• **INSTRUCTION**
The records below must be copied in full; omit the images.

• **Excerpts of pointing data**
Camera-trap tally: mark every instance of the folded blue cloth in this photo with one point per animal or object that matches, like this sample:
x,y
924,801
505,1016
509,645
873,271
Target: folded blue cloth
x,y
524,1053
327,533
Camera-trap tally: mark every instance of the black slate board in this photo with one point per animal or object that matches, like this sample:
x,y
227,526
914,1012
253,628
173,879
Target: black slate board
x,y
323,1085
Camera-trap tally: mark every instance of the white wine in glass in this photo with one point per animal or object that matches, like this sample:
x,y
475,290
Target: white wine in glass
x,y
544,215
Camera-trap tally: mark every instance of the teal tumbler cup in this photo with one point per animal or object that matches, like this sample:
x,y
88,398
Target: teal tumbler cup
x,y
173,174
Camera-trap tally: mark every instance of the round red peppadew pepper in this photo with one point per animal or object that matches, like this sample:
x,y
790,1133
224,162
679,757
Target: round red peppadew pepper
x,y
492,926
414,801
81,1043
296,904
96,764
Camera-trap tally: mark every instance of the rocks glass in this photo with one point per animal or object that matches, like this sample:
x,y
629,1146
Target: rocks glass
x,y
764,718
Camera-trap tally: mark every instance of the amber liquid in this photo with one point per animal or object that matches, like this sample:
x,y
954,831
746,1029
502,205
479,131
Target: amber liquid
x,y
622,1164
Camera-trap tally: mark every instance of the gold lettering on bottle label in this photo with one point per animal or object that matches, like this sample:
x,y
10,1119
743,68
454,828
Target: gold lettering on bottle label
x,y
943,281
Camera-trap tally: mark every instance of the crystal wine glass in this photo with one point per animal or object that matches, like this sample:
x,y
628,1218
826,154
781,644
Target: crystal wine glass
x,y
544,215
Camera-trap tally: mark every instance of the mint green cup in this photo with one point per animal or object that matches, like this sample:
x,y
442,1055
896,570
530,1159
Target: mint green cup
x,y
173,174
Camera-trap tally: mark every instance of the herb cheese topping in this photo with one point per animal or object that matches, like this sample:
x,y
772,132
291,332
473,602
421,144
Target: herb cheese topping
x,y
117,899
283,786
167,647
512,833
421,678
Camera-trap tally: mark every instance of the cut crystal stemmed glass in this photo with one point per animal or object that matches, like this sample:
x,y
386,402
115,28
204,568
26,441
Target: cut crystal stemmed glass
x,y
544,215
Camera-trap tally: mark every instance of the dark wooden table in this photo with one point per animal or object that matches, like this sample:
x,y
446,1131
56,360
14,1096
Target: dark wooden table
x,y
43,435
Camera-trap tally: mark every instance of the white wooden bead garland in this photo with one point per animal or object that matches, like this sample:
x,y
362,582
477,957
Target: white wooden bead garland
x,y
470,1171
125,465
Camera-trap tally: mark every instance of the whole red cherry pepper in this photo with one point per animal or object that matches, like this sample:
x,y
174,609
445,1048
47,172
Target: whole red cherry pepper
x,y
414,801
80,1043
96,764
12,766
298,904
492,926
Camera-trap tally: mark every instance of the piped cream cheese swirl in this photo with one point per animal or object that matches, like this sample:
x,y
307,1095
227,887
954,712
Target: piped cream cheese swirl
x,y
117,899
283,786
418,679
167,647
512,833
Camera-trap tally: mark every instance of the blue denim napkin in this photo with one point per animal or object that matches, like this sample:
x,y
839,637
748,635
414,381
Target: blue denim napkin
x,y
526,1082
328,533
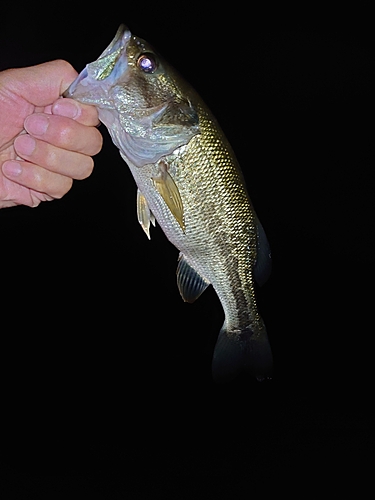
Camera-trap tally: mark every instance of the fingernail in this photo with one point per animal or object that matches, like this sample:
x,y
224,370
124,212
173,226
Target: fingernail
x,y
24,144
36,124
66,107
12,168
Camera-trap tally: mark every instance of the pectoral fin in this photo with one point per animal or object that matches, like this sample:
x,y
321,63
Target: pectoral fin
x,y
190,283
168,190
144,214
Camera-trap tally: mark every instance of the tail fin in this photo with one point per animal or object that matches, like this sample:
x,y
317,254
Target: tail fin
x,y
241,351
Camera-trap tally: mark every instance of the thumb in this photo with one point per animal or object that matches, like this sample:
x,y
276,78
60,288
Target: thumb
x,y
41,84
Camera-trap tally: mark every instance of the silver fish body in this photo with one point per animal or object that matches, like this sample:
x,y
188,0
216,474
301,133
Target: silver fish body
x,y
189,180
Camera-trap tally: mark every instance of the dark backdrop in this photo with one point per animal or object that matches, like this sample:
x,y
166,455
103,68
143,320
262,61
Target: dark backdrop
x,y
106,385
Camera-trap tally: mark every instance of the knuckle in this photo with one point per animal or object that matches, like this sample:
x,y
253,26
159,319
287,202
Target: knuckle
x,y
87,166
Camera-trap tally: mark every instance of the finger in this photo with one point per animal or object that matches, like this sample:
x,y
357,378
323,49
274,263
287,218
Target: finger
x,y
82,113
43,83
64,133
61,161
37,178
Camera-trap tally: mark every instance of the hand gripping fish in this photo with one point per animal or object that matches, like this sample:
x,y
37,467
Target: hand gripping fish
x,y
189,181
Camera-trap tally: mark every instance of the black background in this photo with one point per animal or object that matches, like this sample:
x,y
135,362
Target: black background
x,y
106,384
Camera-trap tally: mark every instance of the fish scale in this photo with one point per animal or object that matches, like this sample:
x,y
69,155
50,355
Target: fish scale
x,y
189,180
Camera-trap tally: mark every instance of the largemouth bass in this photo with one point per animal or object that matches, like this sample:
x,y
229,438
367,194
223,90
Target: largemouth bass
x,y
190,182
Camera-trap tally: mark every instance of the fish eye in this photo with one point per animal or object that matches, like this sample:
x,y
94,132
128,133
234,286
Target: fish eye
x,y
147,63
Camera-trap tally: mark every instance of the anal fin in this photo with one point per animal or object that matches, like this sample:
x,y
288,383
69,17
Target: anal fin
x,y
190,283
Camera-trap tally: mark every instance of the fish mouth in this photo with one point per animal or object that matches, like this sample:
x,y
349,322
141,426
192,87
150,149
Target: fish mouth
x,y
109,65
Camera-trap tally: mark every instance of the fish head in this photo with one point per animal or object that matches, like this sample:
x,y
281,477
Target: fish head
x,y
142,101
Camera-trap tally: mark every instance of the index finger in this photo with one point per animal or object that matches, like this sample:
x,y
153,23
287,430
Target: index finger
x,y
81,113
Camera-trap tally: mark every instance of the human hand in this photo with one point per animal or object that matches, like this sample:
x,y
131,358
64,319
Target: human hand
x,y
45,141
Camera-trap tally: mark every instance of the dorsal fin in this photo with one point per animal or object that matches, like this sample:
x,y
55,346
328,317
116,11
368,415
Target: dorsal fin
x,y
263,264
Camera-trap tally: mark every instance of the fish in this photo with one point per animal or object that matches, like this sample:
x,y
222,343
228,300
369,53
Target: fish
x,y
189,181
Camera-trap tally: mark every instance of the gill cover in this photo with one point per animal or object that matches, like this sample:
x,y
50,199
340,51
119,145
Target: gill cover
x,y
138,100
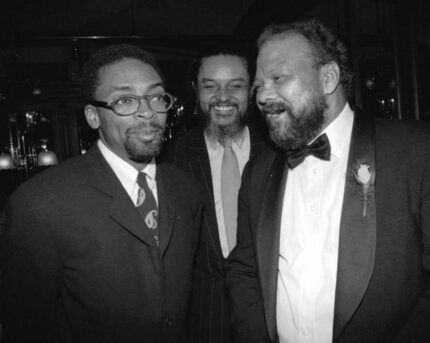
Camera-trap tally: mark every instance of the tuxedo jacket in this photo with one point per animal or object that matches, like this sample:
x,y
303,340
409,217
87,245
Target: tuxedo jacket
x,y
209,319
79,266
382,290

• **FULL OUTPUT**
Camera-trap tally: mark every instance of the folded blue cloth in this photo with one point per animal or object that matches, like this sample:
x,y
924,801
505,1016
509,645
873,271
Target: folded blue cloth
x,y
524,1053
327,533
Camera-trap tally: mark every instance of the black slate board in this photo with one point per animal or object that matches, like this sample:
x,y
227,526
914,1012
253,628
173,879
Target: black slate board
x,y
323,1085
Camera-trap tally: mark every instance of the white wine in glass in this photo with one point per animal or object that matches, like this sample:
x,y
475,290
Target: white wine in glass
x,y
544,215
Camera-trap tally: mark every instance of the teal tumbler cup in this photo with one point per animal or object that matches, like this sample:
x,y
88,398
Target: teal tumbler cup
x,y
173,174
Camera-trap tally: mark every instance of the round red peppadew pepper in this photo with one point per animal or object that matches, like this sample:
x,y
790,1133
224,162
679,757
Target: round red peppadew pepper
x,y
492,926
414,801
81,1043
296,904
96,764
Camera-trap tally: mark every instance of the rocks glass in this photo with one point per animal or object that matches, like this sample:
x,y
629,1146
Target: rocks glass
x,y
764,718
Camera-trap tally: mark every instance of the amber liquid in this photo with one point per animal or object that matches, like this sample:
x,y
954,831
746,1029
502,205
479,131
Target: amber liquid
x,y
622,1164
Camera-trap tally: mark every instance of the gold lettering on bottle label in this photo with one point per animal or object that matches, like this sample:
x,y
10,1119
743,68
454,828
Target: gold lettering on bottle label
x,y
943,281
Camera-trap tally: mark every instance of the crystal wine glass in this photo with one point per animal or object that matches, like this sample:
x,y
628,1218
826,154
781,644
Target: crystal wine glass
x,y
544,215
Camera-trap tally: mark every instance of the mint green cup in this photo with one point per animal or object that matches, like this sample:
x,y
442,1055
896,570
530,1159
Target: mint green cup
x,y
173,174
Camera-trap tally: mark every instance of the herb cheese topping in this photo with one point per animal or object that matches, like this sample:
x,y
772,132
291,332
473,602
421,144
Target: herb cheese topping
x,y
117,899
283,786
167,647
512,833
421,678
Camera-trap tally: mark every instance of the cut crystal stemmed glass in this photo with one point per animal or object that matches, like this sample:
x,y
386,402
115,28
204,568
26,441
Target: cut crystal stemmed glass
x,y
544,215
Camera-trap tally: mark every instance of the dark wooden table in this photo with one point per animal or object that matches, like this sample:
x,y
446,1131
56,360
14,1096
Target: dark wooden table
x,y
43,435
Camera-trap tally: mark every instance of the white wooden bead garland in this photo with one point per animal or object that matches, like this sample:
x,y
362,582
477,957
Target: white wooden bead garland
x,y
470,1171
125,465
Camera-trap tally: mark every instance of the whole red cherry pepper in this photo with one point per animal or object that matches, like this sample:
x,y
174,609
445,1048
47,172
Target: whole red cherry pepper
x,y
414,801
80,1043
96,764
12,766
298,904
492,926
Camera-trap tally: mark every instance of the piped cream cheese swirl in this photo with one point per animal or object that matches, like this sample:
x,y
307,1095
227,887
954,712
Target: piped cream cheese swirl
x,y
117,899
283,786
418,679
167,647
512,833
Camera-trap tally: mark every instance of the blue denim napkin in this photo with one point per animal or object that matches, like this sample:
x,y
839,637
748,635
414,381
Target: blue denim napkin
x,y
526,1082
328,533
Camera-trap tally: mark every instance of the fingernail in this photo with one point per animal or object that matches, like this sample:
x,y
224,370
124,212
173,226
Target: fingernail
x,y
24,144
36,124
66,107
12,168
Camera-trap tally: mark every instance of the pectoral fin in this photo with one point per animal or object that matches, like this sample:
x,y
321,63
Target: pectoral fin
x,y
190,283
168,190
144,214
Camera-trap tally: mark every instance of the tail fin in this photo with one point per animal or object that matches, like this sample:
x,y
317,254
Target: tail fin
x,y
241,351
Camera-trap tally: mark every instance of the thumb in this photo with one point per animal or object that matches, like this sample:
x,y
276,78
60,288
Target: thumb
x,y
41,84
Camera-trap tally: mark every instance of the silver fish body in this photo with one point per animal or object that matches, like this sample:
x,y
188,0
216,474
301,133
Target: silver fish body
x,y
189,180
Camera-trap tally: mark every instance of the dark backdrop in this photo with one point per animal or object that matches, like this sample:
x,y
166,455
103,68
143,320
262,61
Target: dark backdrop
x,y
106,385
Camera-trap tally: mark every instance of the knuckle in this photo with one point per animal or object that matches, like this sample:
x,y
253,26
159,319
287,202
Target: knuckle
x,y
87,166
Camera-trap tally: mark every instance of the finger in this photo with one point per animal or object that matches, like this sample:
x,y
357,378
323,49
274,263
287,218
Target: finger
x,y
82,113
43,83
64,133
61,161
37,178
Camera-trap tally: mark every instance of the hand gripping fish in this photo with one point per animal or object that matches, like this sample:
x,y
37,467
Target: hand gripping fish
x,y
189,181
Camera-trap tally: mark every instance of the black background in this photo with one point per animal or object that matches, like this sample:
x,y
135,362
Target: black background
x,y
106,384
Camera-trap tally: mark every instance of the fish scale in this photo with one point per animal or object that matches, like this sample:
x,y
69,155
50,355
Target: fish scale
x,y
189,180
Camera-trap tally: mark every instance of the largemouth bass in this photo with one point per animal or object that matches, like this sample:
x,y
229,438
367,194
223,90
Target: largemouth bass
x,y
190,182
Camera-trap tally: mark every instance of the fish eye in this photo with one point per animal or object that matches, like this sample:
x,y
94,132
128,133
234,286
Target: fish eye
x,y
147,63
Camera-trap tally: mark every instance of the anal fin in this photo with one point per animal or object that matches, like this sample:
x,y
288,383
69,17
Target: anal fin
x,y
190,283
Camera-trap tally: mark every instance of the fish mouth in this photo with one point per animal or object that matches, like this sample:
x,y
349,322
141,426
192,87
150,149
Target: fish mouth
x,y
109,65
Camera-trap tally: mark every instance of the fish head in this photo with one point per animal or object that matches, like this sample:
x,y
281,477
Target: fish head
x,y
142,101
Camera-trap tally: mark every instance of the index finger in this photo with one point per animal or object that matches, like this sample:
x,y
153,23
287,430
Target: index finger
x,y
81,113
Camera-trap tally: mark every instance of the human hand in this photo with one point per animal or object that matches, like this sample:
x,y
131,358
64,319
Target: human hand
x,y
45,141
Camera-trap tally: mark every instance of the dorsal fin in this photo with one point per animal or object that matches, like this sample:
x,y
55,346
328,317
116,11
368,415
Target: dorsal fin
x,y
263,264
Camera-trap tally: mark every instance of the fish in this photo with one point per animal or object that matches, like this sample:
x,y
222,343
228,300
369,53
Target: fish
x,y
189,181
Camera-trap tally: mark every instance of the gill cover in this photo with one point per animal or object that matches, like this sample:
x,y
50,199
340,51
119,145
Target: gill cover
x,y
138,100
Camera-trap tally: mark every instance of the tuxedo jacket in this photo with one point per animal or object that matches, like this sample:
x,y
303,340
409,217
87,245
Target: tuxedo jacket
x,y
209,319
79,266
382,290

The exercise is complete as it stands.